Task:
Look through the records below and copy each line that includes the word "instance".

━━━━━ Task input

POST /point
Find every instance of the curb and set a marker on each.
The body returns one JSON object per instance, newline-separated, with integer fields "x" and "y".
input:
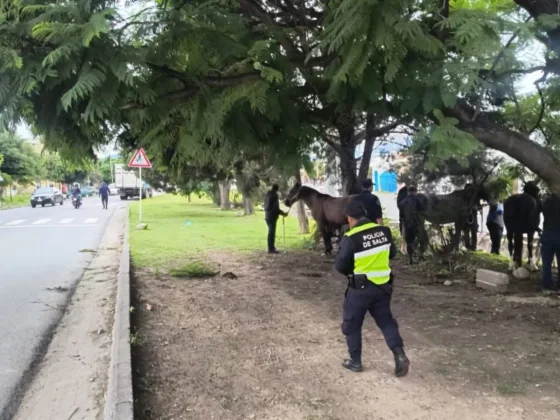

━━━━━━━━━━
━━━━━ Task input

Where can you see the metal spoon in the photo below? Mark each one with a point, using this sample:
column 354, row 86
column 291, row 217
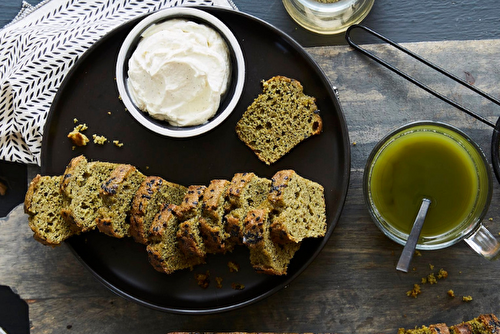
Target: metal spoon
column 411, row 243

━━━━━━━━━━

Task answer:
Find every instance of the curb and set a marker on each.
The body returns one JSON object per instance, newline-separated, with integer fields "x" and "y".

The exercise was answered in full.